## BRIEF
Pictures in the records should not be copied, but every other part must be repeated exactly.

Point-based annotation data
--------
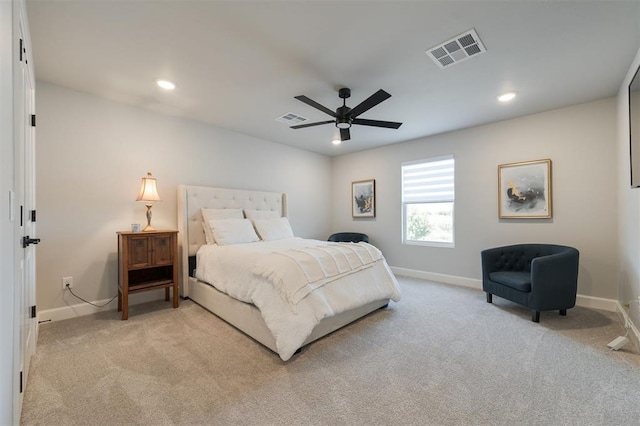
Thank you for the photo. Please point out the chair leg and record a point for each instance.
(535, 316)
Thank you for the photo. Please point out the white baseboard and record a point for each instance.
(581, 300)
(634, 334)
(440, 278)
(82, 309)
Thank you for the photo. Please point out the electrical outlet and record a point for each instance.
(67, 282)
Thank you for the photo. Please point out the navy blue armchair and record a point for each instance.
(348, 237)
(542, 277)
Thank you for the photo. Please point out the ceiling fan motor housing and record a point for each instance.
(344, 93)
(343, 120)
(344, 116)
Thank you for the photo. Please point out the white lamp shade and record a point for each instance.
(148, 191)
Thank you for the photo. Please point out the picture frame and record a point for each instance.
(524, 190)
(363, 198)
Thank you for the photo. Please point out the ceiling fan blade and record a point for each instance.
(369, 103)
(345, 135)
(301, 126)
(316, 105)
(376, 123)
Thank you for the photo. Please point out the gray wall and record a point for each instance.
(628, 276)
(580, 141)
(91, 154)
(9, 306)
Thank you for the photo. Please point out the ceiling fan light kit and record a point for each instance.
(345, 117)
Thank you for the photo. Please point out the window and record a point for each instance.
(427, 201)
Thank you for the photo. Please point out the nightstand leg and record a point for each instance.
(125, 306)
(176, 296)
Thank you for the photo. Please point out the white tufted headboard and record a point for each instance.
(192, 198)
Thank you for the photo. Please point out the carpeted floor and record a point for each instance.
(441, 356)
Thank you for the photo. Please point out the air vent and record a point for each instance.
(291, 119)
(457, 49)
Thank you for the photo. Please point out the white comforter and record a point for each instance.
(291, 293)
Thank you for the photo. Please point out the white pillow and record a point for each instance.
(261, 214)
(217, 214)
(233, 231)
(273, 229)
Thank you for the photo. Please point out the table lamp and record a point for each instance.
(149, 193)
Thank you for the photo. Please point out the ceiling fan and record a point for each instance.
(344, 116)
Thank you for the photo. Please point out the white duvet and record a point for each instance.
--------
## RESULT
Thank you for the photo. Please point out the chair leg and record a point for each instance.
(535, 316)
Thank you for the photo. Please point out the white baseboard and record a point for each instance.
(581, 300)
(634, 334)
(440, 278)
(82, 309)
Thank you for the photo. Please point out the electrical outlet and record a point for each instance.
(67, 282)
Thank you for the photo. Please point out the navy blue armchair and record a point for each instance.
(348, 237)
(542, 277)
Thank you for the photo. Please point out the ceiling fan motor housing and record a point for each instance.
(344, 93)
(343, 120)
(344, 116)
Thank you for the photo. Please point out the white lamp shade and record a point for each instance.
(148, 191)
Thank you for the photo. Please point out the picture frame and record a point for each instance.
(524, 190)
(363, 198)
Thank you for the photo. Please point out the ceiling fan blade and record a point for each instance.
(369, 103)
(345, 135)
(301, 126)
(316, 105)
(376, 123)
Thank you for the photo. Please point out the gray wall and record a point for each instance.
(628, 276)
(580, 141)
(91, 154)
(9, 306)
Thank you for the photo. Please point out the ceiling fan light kit and record a point for each instance.
(345, 117)
Thank you for the photo. Please point out the window and record a point for each instance.
(427, 201)
Thank you for the photo. Please point out the nightstand leg and record a point for each instance.
(125, 306)
(176, 296)
Thank you for the photo. Please point out the white tufted headboard and record a point for each instance.
(192, 198)
Thank you for the photo. Please point out the carpeted floor and record a point for each instance.
(441, 356)
Thank you for the photo. Please point out the air vent and record a point for each instance.
(291, 119)
(457, 49)
Thank you for the photo. Please point out the white comforter and record a point for each instance.
(291, 293)
Thank you for the photo. Please point out the white pillow and record a point for each instance.
(261, 214)
(217, 214)
(233, 231)
(273, 229)
Thank you for the photo. Please point out the table lamp and record a point for each instance.
(149, 193)
Thank you for the photo. Please point out the ceiling fan and record a point for each instance.
(344, 116)
Thank you for the photo. Please point out the white duvet and record a point for each instance.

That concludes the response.